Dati
= = = =

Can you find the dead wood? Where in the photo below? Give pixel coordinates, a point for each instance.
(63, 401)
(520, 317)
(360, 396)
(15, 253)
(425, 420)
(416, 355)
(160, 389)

= = = =

» **Compito breve**
Presenti tutti i dati riportati sopra sotto forma di elenco numerato, omettendo le righe vuote.

» **Risultato finale**
1. Can you find the dead wood? Where in the photo below? Give pixel coordinates, a point for each instance.
2. (63, 401)
3. (520, 317)
4. (360, 396)
5. (15, 253)
6. (425, 420)
7. (416, 355)
8. (160, 389)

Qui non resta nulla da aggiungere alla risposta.